### Exercise description
Rewrite the records below, replacing every "instance" with "occurrence" and leaving everything else unchanged.

━━━ Items ━━━

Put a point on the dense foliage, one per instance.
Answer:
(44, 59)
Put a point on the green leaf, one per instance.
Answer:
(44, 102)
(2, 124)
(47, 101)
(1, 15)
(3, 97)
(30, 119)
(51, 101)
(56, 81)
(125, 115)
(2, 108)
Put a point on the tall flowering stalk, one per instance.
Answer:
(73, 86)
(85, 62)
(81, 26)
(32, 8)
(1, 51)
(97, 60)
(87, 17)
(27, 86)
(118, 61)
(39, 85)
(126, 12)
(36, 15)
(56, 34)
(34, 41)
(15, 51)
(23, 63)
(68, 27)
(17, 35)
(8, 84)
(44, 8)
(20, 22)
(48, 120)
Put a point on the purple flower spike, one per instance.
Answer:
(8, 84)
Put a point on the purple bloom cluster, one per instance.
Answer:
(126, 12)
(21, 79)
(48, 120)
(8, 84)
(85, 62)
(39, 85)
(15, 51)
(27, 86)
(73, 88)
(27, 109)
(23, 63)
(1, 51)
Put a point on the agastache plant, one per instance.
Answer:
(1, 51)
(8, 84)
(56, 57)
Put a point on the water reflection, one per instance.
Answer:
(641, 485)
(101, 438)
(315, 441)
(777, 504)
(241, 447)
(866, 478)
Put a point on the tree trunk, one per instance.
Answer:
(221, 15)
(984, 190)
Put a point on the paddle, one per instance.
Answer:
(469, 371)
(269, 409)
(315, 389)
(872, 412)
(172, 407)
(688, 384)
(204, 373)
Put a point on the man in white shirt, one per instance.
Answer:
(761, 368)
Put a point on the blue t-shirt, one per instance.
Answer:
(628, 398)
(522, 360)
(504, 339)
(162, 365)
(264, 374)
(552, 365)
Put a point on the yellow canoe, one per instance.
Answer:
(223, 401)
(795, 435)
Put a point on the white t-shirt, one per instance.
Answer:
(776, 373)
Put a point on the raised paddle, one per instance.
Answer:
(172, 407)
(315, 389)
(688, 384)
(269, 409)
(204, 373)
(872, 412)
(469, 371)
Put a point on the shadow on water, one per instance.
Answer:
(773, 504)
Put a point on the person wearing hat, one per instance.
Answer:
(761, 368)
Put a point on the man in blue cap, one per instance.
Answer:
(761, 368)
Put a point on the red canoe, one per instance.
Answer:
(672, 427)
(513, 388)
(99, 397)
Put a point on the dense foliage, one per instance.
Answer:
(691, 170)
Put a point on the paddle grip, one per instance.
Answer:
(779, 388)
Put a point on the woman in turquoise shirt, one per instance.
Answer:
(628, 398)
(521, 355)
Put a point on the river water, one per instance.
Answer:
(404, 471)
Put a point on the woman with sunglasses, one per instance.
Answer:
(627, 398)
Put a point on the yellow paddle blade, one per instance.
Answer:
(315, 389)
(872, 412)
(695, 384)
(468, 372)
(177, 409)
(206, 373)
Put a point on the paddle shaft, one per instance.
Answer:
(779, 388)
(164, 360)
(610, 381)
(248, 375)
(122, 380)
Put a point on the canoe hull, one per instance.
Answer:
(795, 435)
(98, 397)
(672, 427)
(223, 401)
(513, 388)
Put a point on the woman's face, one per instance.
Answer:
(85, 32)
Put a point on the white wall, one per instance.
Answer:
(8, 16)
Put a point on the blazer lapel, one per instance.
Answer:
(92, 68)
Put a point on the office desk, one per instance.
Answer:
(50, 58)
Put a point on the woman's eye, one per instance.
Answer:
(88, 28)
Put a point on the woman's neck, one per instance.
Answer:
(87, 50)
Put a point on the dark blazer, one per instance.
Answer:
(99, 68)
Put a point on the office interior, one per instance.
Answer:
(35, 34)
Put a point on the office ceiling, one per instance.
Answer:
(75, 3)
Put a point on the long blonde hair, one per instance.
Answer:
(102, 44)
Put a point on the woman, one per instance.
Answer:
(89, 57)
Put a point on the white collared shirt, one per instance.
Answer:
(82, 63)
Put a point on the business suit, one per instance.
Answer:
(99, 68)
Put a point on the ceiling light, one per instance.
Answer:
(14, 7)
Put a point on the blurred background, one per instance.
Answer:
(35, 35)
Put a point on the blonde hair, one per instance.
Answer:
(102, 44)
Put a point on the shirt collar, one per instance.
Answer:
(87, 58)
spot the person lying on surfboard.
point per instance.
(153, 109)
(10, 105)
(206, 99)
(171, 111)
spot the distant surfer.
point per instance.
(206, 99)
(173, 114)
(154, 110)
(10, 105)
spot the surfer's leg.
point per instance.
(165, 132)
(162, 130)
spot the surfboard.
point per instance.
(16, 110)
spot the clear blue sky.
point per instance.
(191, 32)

━━━

### Answer
Put a point on the dense foliage, one per occurrence.
Answer:
(44, 59)
Put a point on the green leaf, one per occurrence.
Answer:
(44, 102)
(2, 124)
(47, 101)
(1, 15)
(3, 97)
(30, 119)
(51, 101)
(56, 81)
(125, 115)
(2, 108)
Put a point on the tall flowering stalk, one per occurrence.
Answer:
(73, 86)
(85, 62)
(81, 26)
(32, 8)
(1, 51)
(97, 60)
(87, 17)
(27, 86)
(118, 61)
(39, 85)
(126, 12)
(36, 15)
(56, 34)
(34, 41)
(15, 51)
(23, 63)
(68, 27)
(17, 35)
(8, 84)
(44, 8)
(20, 22)
(48, 120)
Put a point on the purple flower spike, one per occurrence.
Answer:
(8, 84)
Put a point on the purple bloom cluster, one per occurrence.
Answer:
(126, 12)
(21, 79)
(48, 120)
(8, 84)
(85, 62)
(39, 85)
(15, 51)
(27, 86)
(73, 88)
(27, 109)
(23, 63)
(1, 51)
Put a point on the agastache plant, one per occurrence.
Answer:
(1, 51)
(8, 84)
(56, 57)
Put a point on the water reflection, one per occurrence.
Answer:
(641, 485)
(101, 438)
(315, 441)
(777, 504)
(241, 447)
(866, 478)
Put a point on the tree trunk, one per occurrence.
Answer:
(221, 15)
(984, 190)
Put a point on the paddle, one per occurrence.
Answer:
(469, 371)
(269, 409)
(315, 389)
(872, 412)
(172, 407)
(688, 384)
(204, 373)
Put a point on the man in white shirt, one per occurrence.
Answer:
(761, 368)
Put a point on the blue t-shirt, one per occurrence.
Answer:
(628, 398)
(522, 360)
(504, 339)
(162, 365)
(264, 374)
(552, 365)
Put a point on the yellow canoe, one per occurrence.
Answer:
(223, 401)
(795, 435)
Put a point on the white t-shirt, one per occurrence.
Answer:
(776, 373)
Put a point on the raised paddle, one per occurrence.
Answer:
(172, 407)
(315, 389)
(688, 384)
(269, 409)
(204, 373)
(872, 412)
(469, 371)
Put a point on the shadow on water, one per occurrence.
Answer:
(773, 504)
Put a point on the person wearing hat, one per occurrence.
Answer:
(761, 368)
Put a point on the man in blue cap, one per occurrence.
Answer:
(761, 368)
Put a point on the red canoe, one per occurrence.
Answer:
(672, 427)
(513, 388)
(99, 397)
Put a point on the dense foliage, one per occurrence.
Answer:
(691, 170)
Put a point on the paddle grip, one per occurrence.
Answer:
(779, 388)
Put a point on the woman in turquoise shirt, one per occurrence.
Answer:
(628, 398)
(521, 355)
Put a point on the river water, one per occurrence.
Answer:
(404, 471)
Put a point on the woman with sunglasses, one per occurrence.
Answer:
(627, 398)
Put a point on the yellow paddle blade, one per occurrence.
Answer:
(315, 389)
(872, 412)
(695, 384)
(468, 372)
(177, 409)
(206, 373)
Put a point on the paddle shaft, one per occurrence.
Answer:
(779, 388)
(164, 360)
(610, 381)
(248, 375)
(122, 380)
Put a point on the canoe hull, one per occurrence.
Answer:
(795, 435)
(98, 397)
(672, 427)
(223, 401)
(513, 388)
Put a point on the woman's face, one per occurrence.
Answer:
(85, 32)
Put a point on the white wall, one per occurrence.
Answer:
(8, 16)
Put a point on the blazer lapel, one per occurrence.
Answer:
(92, 68)
Put a point on the office desk, one per occurrence.
Answer:
(50, 58)
Put a point on the woman's eye, one per occurrence.
Answer:
(88, 28)
Put a point on the woman's neck, one per occurrence.
Answer:
(87, 50)
Put a point on the dark blazer, one per occurrence.
Answer:
(99, 68)
Put a point on the office interior, one per occurrence.
Answer:
(35, 34)
Put a point on the office ceiling, one per occurrence.
Answer:
(75, 3)
Put a point on the long blonde hair, one per occurrence.
Answer:
(102, 44)
Put a point on the woman, one per occurrence.
Answer:
(89, 57)
Put a point on the white collared shirt, one per occurrence.
Answer:
(82, 63)
Put a point on the business suit, one per occurrence.
Answer:
(99, 68)
Put a point on the ceiling light, one per occurrence.
Answer:
(14, 7)
Put a point on the blurred background, one per occurrence.
Answer:
(35, 35)
Put a point on the blonde hair, one per occurrence.
Answer:
(102, 44)
Put a point on the shirt collar, one per occurrence.
Answer:
(87, 58)
spot the person lying on surfboard.
point per occurrence.
(153, 109)
(10, 105)
(206, 99)
(171, 111)
spot the distant surfer.
point per occurrence.
(206, 99)
(173, 114)
(154, 110)
(10, 105)
spot the surfer's leg.
point per occurrence.
(165, 132)
(162, 130)
spot the surfboard.
point per occurrence.
(16, 110)
spot the clear blue sky.
point per occurrence.
(191, 32)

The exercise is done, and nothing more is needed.